Copy out only the lines from the one containing "Tag one point on each instance of the pointed" through the end of the items, requests included. Scale every x and y coordinate in the answers by 2.4 and round each to a whole number, with halves rounding up.

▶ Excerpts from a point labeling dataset
::::::
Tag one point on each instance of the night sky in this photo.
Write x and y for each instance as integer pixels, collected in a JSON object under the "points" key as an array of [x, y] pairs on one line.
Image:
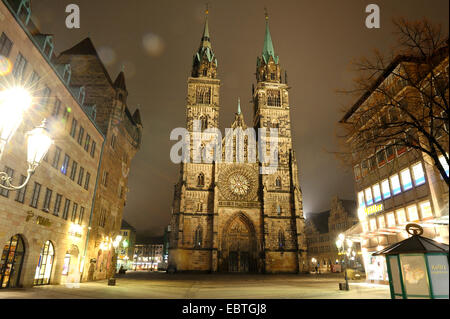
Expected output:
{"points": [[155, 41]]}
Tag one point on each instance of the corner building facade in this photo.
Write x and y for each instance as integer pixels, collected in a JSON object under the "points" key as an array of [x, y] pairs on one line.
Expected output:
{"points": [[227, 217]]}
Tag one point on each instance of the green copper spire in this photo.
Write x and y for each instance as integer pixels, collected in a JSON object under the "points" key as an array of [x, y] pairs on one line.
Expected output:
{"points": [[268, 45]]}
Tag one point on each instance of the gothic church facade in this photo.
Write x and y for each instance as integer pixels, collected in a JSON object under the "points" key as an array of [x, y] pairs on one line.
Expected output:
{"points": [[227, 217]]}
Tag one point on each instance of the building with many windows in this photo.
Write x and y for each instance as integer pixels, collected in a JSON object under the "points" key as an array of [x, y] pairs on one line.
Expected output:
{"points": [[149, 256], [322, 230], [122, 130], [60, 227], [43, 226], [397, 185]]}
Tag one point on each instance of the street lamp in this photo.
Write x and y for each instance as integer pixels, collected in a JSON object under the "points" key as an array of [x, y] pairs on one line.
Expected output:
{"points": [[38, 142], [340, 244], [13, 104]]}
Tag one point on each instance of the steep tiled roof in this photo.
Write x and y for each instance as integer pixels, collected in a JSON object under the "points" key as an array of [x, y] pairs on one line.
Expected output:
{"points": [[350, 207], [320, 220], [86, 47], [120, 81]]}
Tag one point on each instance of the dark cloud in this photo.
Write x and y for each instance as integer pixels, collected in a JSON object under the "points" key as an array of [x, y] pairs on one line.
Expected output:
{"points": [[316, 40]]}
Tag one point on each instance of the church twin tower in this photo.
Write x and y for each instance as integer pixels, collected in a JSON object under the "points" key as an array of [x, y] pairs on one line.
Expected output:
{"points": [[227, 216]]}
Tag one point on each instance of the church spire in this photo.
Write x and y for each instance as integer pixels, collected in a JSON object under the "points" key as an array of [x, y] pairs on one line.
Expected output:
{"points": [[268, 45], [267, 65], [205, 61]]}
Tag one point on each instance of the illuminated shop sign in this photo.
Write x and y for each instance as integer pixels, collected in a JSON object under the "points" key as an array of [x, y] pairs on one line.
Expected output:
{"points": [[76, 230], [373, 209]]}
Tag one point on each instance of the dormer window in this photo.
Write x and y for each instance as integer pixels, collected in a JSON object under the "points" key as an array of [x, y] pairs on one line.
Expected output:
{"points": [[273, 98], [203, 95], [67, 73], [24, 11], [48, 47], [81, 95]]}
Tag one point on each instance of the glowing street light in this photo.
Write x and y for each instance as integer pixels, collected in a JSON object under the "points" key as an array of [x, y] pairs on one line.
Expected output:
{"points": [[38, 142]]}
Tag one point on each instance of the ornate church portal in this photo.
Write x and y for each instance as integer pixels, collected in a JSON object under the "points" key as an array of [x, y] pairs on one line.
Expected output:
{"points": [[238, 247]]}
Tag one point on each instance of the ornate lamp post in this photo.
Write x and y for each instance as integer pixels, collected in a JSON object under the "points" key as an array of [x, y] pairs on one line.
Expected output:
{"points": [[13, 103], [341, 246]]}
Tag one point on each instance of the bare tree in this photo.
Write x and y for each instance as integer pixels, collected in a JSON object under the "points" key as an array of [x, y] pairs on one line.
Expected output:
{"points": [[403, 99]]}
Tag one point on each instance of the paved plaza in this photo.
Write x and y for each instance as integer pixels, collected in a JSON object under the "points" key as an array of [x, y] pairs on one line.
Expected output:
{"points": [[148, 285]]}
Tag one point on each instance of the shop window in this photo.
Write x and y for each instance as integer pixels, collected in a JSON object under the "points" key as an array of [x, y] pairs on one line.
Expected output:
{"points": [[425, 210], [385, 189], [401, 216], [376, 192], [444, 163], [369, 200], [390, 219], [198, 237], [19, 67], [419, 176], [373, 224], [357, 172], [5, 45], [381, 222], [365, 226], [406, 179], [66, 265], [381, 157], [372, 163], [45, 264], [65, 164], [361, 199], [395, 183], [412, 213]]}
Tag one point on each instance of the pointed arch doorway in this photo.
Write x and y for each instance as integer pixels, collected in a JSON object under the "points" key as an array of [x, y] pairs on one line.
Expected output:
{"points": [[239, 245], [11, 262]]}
::::::
▶ CORRECT ANSWER
Tag one point on each instance of the pointed arch doorway in this photo.
Write x and y for each instance as integer pixels, collected in a JSON object under the "points" key as an array of [x, y] pairs on one line.
Expected output:
{"points": [[574, 588], [26, 629]]}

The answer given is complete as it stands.